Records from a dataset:
┄┄┄┄┄┄

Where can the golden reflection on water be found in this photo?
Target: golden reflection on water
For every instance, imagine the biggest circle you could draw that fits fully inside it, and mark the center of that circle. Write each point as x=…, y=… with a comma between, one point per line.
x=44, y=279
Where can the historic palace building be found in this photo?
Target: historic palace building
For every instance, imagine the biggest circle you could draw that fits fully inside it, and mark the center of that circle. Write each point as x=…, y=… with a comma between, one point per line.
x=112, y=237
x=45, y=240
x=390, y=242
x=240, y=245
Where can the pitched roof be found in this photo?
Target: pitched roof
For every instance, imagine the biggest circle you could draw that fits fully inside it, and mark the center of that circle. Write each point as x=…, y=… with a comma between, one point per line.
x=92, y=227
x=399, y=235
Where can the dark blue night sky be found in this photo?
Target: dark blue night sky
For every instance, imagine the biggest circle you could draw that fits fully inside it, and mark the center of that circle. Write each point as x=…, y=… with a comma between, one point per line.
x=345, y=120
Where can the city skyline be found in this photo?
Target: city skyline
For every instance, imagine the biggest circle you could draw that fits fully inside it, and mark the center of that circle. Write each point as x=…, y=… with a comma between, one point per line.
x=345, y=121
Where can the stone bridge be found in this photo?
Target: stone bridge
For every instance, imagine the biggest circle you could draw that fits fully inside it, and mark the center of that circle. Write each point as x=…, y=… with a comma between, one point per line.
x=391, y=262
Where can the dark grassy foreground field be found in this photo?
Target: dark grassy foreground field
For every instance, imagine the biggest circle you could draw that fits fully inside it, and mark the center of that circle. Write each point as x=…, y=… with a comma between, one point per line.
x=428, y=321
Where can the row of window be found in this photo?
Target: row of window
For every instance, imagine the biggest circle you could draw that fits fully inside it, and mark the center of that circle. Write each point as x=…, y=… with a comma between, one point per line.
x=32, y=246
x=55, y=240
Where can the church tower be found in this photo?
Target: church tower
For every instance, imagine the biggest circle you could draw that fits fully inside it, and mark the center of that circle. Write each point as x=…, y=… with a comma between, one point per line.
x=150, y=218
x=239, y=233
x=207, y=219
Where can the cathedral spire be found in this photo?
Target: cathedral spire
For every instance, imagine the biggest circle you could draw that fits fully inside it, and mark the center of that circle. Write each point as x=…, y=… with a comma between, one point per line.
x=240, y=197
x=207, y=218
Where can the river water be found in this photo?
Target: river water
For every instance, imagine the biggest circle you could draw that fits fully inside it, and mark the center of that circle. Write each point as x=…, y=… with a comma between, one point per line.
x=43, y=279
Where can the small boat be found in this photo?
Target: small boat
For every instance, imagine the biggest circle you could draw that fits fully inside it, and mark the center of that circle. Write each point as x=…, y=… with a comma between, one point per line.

┄┄┄┄┄┄

Search each line of the entries for the string "this", then say how many lines have it. Reply with the number only.

# [EXERCISE RESULT]
12